EXERCISE BRIEF: Lines before the one containing "Target: pile of dirt" are excluded; reproduce that line and all lines after it in the entries below, exactly.

EXTRACTED ENTRIES:
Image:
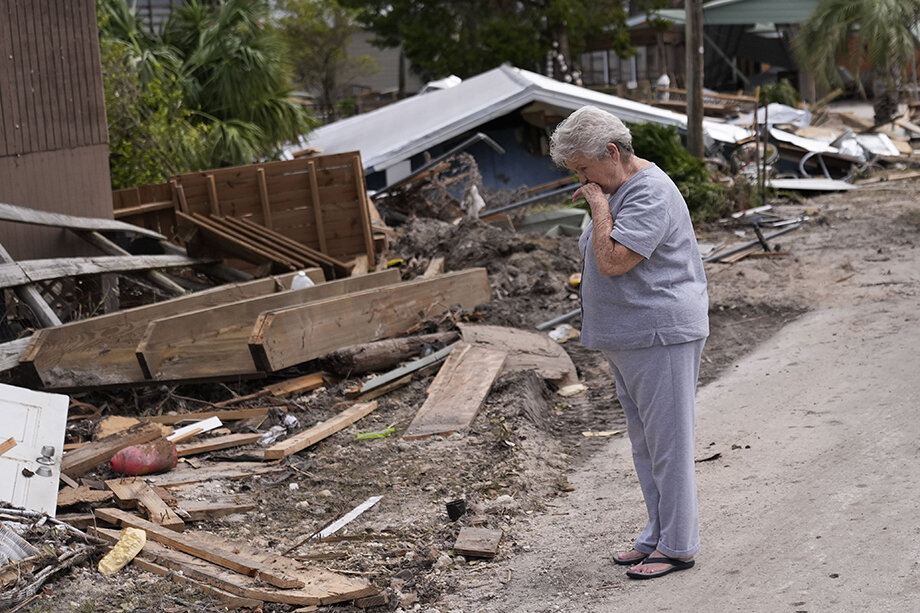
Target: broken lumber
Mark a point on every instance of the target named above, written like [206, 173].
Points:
[455, 395]
[91, 455]
[320, 586]
[134, 492]
[185, 475]
[222, 414]
[311, 436]
[186, 346]
[100, 351]
[295, 335]
[200, 547]
[201, 510]
[217, 442]
[384, 354]
[477, 542]
[526, 351]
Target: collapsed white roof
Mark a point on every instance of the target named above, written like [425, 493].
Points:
[400, 130]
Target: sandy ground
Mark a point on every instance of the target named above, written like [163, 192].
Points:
[811, 504]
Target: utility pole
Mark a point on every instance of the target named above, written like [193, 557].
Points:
[694, 47]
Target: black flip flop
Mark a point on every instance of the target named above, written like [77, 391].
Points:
[674, 565]
[630, 562]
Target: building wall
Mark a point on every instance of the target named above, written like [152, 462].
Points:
[53, 134]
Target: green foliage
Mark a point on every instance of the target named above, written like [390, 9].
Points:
[212, 89]
[705, 198]
[443, 37]
[317, 33]
[150, 135]
[860, 32]
[782, 92]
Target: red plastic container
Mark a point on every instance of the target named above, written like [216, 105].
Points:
[154, 457]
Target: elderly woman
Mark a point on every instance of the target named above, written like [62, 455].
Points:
[645, 306]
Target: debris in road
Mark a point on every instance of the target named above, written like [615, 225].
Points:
[477, 542]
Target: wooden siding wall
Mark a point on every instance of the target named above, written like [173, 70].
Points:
[320, 201]
[53, 134]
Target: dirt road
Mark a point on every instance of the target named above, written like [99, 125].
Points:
[812, 503]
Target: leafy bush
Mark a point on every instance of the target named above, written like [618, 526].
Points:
[782, 92]
[705, 198]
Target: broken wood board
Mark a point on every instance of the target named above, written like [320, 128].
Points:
[145, 560]
[100, 351]
[201, 510]
[184, 475]
[200, 546]
[457, 392]
[297, 385]
[134, 492]
[294, 335]
[89, 456]
[311, 436]
[25, 272]
[477, 542]
[526, 351]
[82, 494]
[222, 414]
[320, 586]
[9, 212]
[384, 354]
[218, 442]
[214, 342]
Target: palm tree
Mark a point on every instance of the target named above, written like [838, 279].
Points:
[860, 31]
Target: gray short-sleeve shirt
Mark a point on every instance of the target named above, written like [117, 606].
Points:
[663, 299]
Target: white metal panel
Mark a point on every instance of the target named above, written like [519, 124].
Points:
[36, 420]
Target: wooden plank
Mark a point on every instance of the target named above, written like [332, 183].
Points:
[526, 351]
[203, 510]
[141, 209]
[226, 241]
[181, 567]
[184, 346]
[30, 295]
[218, 442]
[264, 199]
[276, 238]
[456, 394]
[110, 248]
[200, 547]
[297, 385]
[134, 492]
[185, 475]
[317, 206]
[89, 456]
[477, 542]
[9, 212]
[362, 206]
[10, 352]
[223, 415]
[291, 336]
[320, 586]
[101, 350]
[56, 268]
[311, 436]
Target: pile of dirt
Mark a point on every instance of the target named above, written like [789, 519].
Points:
[511, 464]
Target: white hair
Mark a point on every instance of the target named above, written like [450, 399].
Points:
[587, 132]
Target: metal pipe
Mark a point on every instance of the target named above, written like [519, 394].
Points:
[718, 256]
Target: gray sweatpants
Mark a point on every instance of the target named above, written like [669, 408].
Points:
[657, 387]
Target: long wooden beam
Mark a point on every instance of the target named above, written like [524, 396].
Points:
[283, 338]
[30, 271]
[10, 212]
[214, 343]
[101, 351]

ANSWER TO THIS TASK:
Target: pile of dirt
Mark a point on every instance of the target named above, written like [789, 519].
Points:
[511, 464]
Target: white hair
Mark a point on every instance of the target named above, written like [450, 399].
Points:
[587, 132]
Target: metal pipe
Mark a point on every instance of the target named above, written like [519, 394].
Points:
[718, 256]
Target: gray sweatpants
Mark a point on every instance of the target named above, written like [669, 408].
Points:
[657, 387]
Target: long wooden beam
Mark a point on every instance of the target named above, written like [524, 396].
Points:
[283, 338]
[30, 271]
[10, 212]
[214, 343]
[101, 351]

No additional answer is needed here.